Passage for review:
BEGIN
Tuesday, September 22, 2009

I told my dad!

Ok so briefly because I need to go practice soon. 

I came out to my dad today. He called this morning and said he was gonna be in Manhattan so we met for lunch. I've been waiting for him to ask me why I'm talking in masculine form (it's impossible to speak gender-neutrally in Hebrew) and he finally finally asked me that, which saved me from bringing it up. Whew. There was also a nice lead-in where he asked about Sarah and I told him she's volunteering, and told him where she volunteers so we were talking about The LGBT People with everybody in the kosher lunch place looking at us because of course of all places to talk we're gonna go somewhere where everybody speaks Hebrew. 

So I told him well, I identify as a man. Everybody in my life refers to me in male pronouns including at work. He asked how that works out and I'm like well, it's the most stressful thing in the world to have to constantly correct people on that but this is the way I feel and that's what I need to do. He asked if I'm taking any more steps and I said I'm getting my license changed to male. (I didn't tell him I already have it because I'm not ready to tell him that I chose a Hebrew middle name without him and I didn't want him to get curious about seeing my license) 

He asks about surgery, I ask him to clarify, he says he doesn't know what he's talking about. I told him a little about how physical transitions work. He asks if I'm on hormones, I lied and said I'm thinking about it. I lied because I want him to first digest and understand what it means that I identify as transgender, and not put all the focus into my physical transition. The kosher restaurant clientele is still looking at us funny.

We talked about the concept of gender-related decisions being "choices". I said that if it were all a choice, we'd all be the same. We don't do things to make life easier. We do what's right for us, and that's not necessarily the easier thing. He seemed to understand, and said yeah, not everything is black and white.

I concluded by saying that I would need for him to eventually refer to me in masculine form, as his son, etc. because it actually bothers me to be referred to femininely, and I acknowledged that I know it's difficult for him. He said yeah, it's difficult because he just sees me as his daughter. I asked if it would be helpful if I sent him online links or something for info and he's like sure, yeah send the links. He joked around about if he could send me links from "the other perspective," which is cool because now I know he knows that that doesn't work and that it's funny that my mom tries to do that. I also told him that my mom is not ready to take in this kind of information and to not talk about it with her and he's like well yeah, of course.

So success. Win.

And THANK YOU THANK YOU THANK YOU to the person from the previous blog entry who was asking me the medical questions because if it weren't for that conversation I would not have been so prepared for this conversation with my dad. Everything happens for a reason right?
END
Exercise tasks:
1) Duplicate the passage of the blog post that starts at "We talked about" and ends at "black and white.".
2) List each individual person the blog post mentions, other than the writer.
3) Answer from the blog post:
(a) In what city did the writer and the dad meet for lunch?
(b) What does the writer tell the dad is being changed to male?
(c) Who does the writer ask the dad not to talk with about this?

Data supplied:
BEGIN
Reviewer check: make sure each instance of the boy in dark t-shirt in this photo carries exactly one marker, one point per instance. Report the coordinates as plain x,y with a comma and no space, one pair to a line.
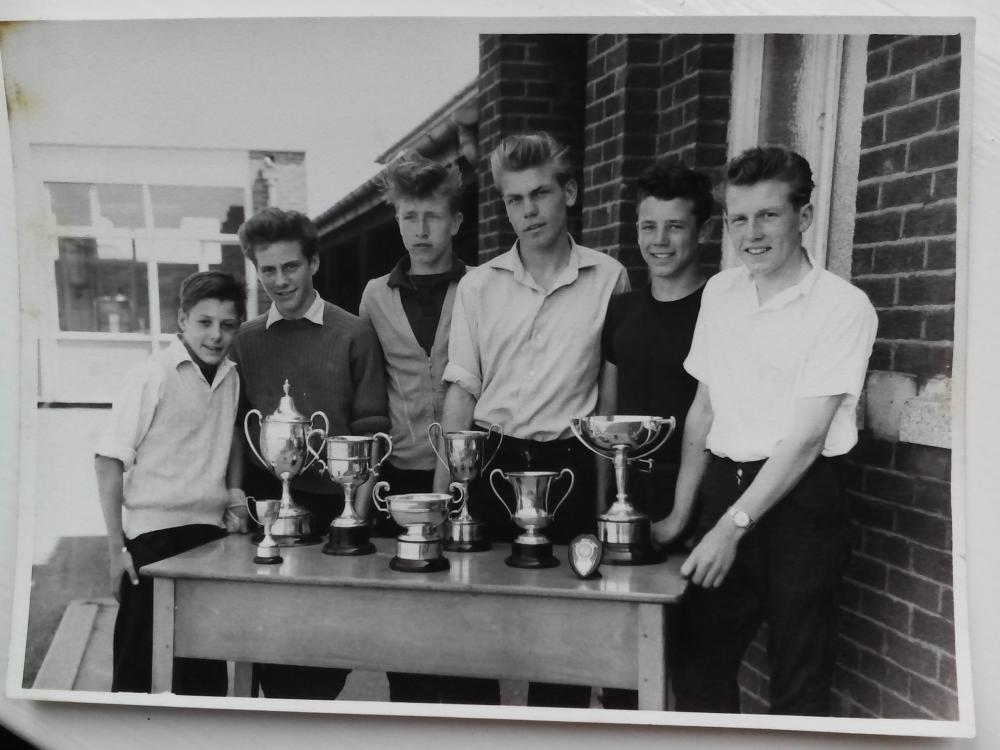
647,334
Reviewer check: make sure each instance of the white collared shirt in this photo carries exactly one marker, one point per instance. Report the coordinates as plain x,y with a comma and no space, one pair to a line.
812,339
314,314
171,430
531,357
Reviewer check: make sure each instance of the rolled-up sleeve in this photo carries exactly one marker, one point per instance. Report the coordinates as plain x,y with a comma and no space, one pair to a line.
464,367
370,410
131,414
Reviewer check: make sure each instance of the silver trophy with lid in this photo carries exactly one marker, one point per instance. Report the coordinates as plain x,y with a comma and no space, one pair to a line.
283,450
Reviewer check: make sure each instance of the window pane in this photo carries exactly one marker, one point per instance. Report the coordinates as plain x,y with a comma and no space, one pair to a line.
100,287
70,203
206,209
171,276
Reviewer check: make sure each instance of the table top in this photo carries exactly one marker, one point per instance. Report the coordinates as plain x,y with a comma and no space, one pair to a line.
231,559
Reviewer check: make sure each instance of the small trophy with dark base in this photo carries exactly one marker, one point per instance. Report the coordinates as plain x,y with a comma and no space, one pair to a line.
463,457
532,549
418,548
624,531
349,464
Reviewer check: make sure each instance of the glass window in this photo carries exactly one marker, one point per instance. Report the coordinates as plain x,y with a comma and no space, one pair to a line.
99,288
212,210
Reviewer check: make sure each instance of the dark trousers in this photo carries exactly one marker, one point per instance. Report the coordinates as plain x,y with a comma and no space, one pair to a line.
133,637
786,573
577,515
408,687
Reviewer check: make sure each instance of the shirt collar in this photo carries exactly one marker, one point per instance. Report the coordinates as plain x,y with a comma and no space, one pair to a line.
314,314
511,261
179,354
399,276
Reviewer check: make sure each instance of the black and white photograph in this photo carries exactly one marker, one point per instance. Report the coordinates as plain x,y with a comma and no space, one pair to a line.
567,370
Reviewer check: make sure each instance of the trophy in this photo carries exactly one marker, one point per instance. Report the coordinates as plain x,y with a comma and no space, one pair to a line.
349,463
283,451
268,552
464,459
418,548
531,549
623,530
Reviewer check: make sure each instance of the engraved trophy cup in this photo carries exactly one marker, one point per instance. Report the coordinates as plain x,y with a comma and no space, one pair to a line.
418,548
265,512
531,549
623,530
349,464
283,451
463,457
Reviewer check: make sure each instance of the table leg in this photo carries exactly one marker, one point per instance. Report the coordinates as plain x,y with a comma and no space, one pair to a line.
652,655
242,679
163,635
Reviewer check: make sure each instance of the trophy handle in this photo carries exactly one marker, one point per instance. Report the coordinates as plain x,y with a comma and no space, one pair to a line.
663,438
574,426
326,430
430,436
377,499
569,489
246,432
502,501
459,502
314,453
388,450
499,432
250,510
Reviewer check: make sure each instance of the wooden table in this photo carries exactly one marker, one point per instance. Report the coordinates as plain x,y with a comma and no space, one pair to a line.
481,618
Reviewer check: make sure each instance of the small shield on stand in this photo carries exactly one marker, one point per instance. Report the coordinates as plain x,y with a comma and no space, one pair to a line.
585,552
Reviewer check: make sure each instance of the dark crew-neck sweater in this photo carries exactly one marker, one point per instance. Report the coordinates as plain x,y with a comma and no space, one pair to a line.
335,368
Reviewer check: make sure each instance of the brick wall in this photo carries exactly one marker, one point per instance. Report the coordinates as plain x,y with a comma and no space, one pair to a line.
526,83
897,648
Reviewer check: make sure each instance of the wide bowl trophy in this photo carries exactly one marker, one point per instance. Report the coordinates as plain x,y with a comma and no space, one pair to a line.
283,451
623,530
418,548
531,513
463,457
349,464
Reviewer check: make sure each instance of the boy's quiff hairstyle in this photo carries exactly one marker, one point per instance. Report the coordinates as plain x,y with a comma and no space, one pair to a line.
415,177
527,150
668,179
772,163
213,285
272,225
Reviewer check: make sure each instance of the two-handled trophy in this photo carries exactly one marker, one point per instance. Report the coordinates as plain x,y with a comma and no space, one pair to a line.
463,457
349,464
531,549
418,548
283,451
623,530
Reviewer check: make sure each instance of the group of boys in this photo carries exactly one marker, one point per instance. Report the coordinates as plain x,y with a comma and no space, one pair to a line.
762,366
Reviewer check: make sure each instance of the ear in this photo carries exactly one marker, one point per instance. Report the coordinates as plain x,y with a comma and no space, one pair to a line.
805,217
570,189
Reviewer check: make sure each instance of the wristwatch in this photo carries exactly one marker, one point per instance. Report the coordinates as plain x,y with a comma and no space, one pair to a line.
741,518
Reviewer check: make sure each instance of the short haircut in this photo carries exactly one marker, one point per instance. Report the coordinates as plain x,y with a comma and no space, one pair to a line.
772,163
272,225
666,180
528,150
411,176
213,285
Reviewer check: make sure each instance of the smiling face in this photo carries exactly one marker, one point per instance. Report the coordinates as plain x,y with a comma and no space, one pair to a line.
427,226
286,275
208,329
668,236
764,227
536,206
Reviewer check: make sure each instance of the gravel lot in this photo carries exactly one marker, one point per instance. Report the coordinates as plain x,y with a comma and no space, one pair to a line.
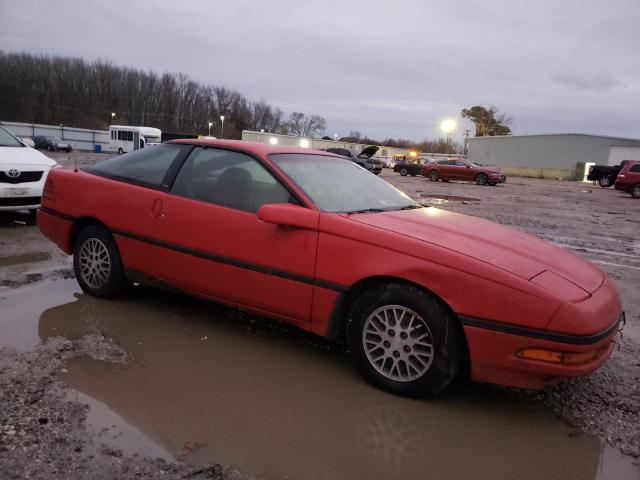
43,434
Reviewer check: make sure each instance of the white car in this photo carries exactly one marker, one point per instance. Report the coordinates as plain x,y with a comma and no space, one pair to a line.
23,171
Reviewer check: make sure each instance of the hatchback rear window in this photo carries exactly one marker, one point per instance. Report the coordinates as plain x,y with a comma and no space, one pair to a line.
148,166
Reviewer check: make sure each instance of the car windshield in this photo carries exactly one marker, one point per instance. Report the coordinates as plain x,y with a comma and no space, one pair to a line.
8,140
336,185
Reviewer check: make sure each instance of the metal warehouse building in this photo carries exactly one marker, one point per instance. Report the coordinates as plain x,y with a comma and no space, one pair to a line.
562,155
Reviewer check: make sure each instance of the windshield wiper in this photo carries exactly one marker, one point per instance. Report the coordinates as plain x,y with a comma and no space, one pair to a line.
367,210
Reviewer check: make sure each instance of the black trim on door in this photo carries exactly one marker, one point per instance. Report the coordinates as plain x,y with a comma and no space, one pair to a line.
232,261
541,334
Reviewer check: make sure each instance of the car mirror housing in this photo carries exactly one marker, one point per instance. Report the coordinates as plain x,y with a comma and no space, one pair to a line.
288,215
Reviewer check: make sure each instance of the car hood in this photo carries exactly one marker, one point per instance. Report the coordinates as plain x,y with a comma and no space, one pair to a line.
19,157
503,247
368,152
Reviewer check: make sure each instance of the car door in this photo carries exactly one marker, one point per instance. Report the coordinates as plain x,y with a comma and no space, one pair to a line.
214,244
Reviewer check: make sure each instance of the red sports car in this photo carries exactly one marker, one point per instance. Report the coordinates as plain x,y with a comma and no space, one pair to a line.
312,239
462,170
629,179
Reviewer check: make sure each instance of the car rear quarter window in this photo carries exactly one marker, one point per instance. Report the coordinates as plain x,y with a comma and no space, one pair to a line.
229,179
147,167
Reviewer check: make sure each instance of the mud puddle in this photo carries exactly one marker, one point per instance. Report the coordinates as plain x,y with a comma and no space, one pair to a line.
212,384
439,198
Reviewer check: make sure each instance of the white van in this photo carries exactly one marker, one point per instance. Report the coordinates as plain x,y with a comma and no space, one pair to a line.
124,138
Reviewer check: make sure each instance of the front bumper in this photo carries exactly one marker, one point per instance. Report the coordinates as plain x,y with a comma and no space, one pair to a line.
588,327
20,196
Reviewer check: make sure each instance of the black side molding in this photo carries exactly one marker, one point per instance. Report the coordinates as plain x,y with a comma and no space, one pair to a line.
542,334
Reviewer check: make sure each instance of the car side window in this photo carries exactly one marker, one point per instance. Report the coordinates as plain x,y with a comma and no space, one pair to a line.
147,167
230,179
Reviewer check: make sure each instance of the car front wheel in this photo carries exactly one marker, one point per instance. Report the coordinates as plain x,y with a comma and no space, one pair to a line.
404,341
97,263
482,179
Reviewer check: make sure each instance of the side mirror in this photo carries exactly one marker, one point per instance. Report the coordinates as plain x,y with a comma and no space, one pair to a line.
288,215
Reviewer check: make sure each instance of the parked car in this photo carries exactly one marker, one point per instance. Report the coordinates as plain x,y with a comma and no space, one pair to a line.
23,171
628,179
605,175
51,143
309,238
406,167
364,158
463,170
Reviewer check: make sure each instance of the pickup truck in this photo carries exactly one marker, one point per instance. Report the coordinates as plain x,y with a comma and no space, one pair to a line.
605,175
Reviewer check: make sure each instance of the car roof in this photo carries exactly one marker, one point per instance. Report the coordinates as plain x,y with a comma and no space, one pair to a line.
257,148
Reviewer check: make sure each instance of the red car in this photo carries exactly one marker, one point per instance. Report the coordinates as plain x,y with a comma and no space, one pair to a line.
462,170
629,179
312,239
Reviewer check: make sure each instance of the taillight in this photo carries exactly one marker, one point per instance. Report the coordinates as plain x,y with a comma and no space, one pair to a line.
48,191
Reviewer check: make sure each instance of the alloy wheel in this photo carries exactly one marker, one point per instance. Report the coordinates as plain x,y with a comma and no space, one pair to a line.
398,343
95,263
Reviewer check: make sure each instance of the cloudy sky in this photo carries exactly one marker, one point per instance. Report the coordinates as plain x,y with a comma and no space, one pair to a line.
385,68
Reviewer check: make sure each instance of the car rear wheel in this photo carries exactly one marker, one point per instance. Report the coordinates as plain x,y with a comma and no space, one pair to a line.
605,181
404,340
97,263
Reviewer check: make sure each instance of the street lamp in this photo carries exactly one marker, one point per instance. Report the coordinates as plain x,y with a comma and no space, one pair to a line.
448,126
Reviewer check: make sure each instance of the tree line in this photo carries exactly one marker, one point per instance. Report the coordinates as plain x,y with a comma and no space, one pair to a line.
70,91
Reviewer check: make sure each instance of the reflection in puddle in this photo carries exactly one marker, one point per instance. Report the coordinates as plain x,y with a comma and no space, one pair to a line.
276,402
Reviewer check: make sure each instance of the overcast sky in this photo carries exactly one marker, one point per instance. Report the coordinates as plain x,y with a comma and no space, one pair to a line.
386,68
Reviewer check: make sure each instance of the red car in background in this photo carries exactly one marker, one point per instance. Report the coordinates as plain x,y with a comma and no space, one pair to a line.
462,170
629,179
313,239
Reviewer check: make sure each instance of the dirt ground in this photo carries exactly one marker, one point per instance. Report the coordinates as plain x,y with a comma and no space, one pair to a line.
161,384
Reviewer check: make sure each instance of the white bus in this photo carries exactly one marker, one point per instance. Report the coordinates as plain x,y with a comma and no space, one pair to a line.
124,138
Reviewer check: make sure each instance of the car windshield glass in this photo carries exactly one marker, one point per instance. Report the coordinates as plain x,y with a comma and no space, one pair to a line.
336,185
8,140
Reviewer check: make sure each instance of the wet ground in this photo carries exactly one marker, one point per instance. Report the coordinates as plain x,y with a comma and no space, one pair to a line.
208,384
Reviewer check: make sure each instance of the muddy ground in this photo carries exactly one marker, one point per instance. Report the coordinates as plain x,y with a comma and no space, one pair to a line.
202,385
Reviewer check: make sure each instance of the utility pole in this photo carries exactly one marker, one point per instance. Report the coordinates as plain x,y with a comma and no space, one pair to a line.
466,139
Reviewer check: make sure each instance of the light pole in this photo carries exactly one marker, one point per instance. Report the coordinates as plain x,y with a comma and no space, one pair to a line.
448,126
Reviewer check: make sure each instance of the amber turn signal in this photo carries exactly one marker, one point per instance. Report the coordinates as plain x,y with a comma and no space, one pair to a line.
552,356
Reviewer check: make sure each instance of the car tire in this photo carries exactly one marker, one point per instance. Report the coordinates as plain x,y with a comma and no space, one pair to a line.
425,341
605,181
97,263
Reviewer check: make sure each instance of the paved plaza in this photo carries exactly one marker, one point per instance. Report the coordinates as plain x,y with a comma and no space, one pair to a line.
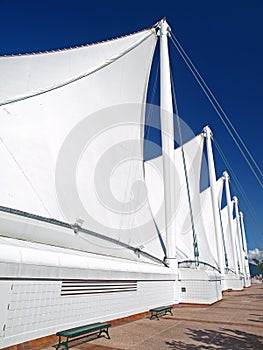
236,322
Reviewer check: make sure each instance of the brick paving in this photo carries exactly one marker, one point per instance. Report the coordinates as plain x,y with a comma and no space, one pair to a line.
236,322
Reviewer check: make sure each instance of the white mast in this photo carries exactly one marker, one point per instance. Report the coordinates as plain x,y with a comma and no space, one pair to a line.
230,219
246,266
167,126
215,204
241,215
240,249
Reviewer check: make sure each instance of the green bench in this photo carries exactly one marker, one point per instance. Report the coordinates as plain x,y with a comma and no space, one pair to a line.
160,311
82,330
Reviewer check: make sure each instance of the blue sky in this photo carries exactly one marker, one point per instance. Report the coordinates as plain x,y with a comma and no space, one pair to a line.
223,39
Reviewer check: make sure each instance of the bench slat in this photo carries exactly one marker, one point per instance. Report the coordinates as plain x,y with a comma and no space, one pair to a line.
81,330
76,329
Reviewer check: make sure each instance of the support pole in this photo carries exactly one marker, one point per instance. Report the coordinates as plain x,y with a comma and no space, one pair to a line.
230,220
167,126
239,239
246,265
215,204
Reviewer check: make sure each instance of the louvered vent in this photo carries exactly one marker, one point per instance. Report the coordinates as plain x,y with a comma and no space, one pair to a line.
87,287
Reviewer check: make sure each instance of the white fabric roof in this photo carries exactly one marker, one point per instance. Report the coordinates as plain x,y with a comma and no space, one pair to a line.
71,137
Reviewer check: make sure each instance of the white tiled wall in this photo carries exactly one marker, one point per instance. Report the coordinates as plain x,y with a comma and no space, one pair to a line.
36,309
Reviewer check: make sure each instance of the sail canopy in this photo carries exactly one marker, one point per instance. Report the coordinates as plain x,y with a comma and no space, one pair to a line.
71,137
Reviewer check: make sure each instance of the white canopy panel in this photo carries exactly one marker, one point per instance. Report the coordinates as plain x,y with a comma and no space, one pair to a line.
71,137
227,235
193,151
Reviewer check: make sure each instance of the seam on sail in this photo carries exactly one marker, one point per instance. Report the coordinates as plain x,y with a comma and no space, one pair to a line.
106,63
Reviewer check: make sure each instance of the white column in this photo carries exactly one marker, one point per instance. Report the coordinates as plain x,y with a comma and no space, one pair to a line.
239,239
246,264
230,220
215,204
241,215
167,129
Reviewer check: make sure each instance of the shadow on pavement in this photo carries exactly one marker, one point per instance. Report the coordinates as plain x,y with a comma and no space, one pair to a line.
223,339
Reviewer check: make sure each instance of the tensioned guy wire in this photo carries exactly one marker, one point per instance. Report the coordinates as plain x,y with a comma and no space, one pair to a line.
219,110
195,242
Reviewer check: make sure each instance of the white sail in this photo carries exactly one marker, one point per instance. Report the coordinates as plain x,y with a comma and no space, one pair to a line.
71,137
208,219
193,151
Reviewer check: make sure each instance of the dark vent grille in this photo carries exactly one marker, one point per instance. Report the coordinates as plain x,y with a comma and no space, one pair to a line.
87,287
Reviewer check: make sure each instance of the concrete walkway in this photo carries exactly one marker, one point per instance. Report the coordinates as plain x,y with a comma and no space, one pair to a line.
236,322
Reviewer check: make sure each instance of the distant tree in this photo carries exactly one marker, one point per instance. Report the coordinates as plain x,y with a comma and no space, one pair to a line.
259,264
END
Task-by-task solutions:
1)
We talked about the concept of gender-related decisions being "choices". I said that if it were all a choice, we'd all be the same. We don't do things to make life easier. We do what's right for us, and that's not necessarily the easier thing. He seemed to understand, and said yeah, not everything is black and white.

2)
- The writer's dad
- Sarah
- The writer's mom
- The person from the previous blog entry who asked the writer medical questions

3)
(a) Manhattan
(b) The writer's license
(c) The writer's mom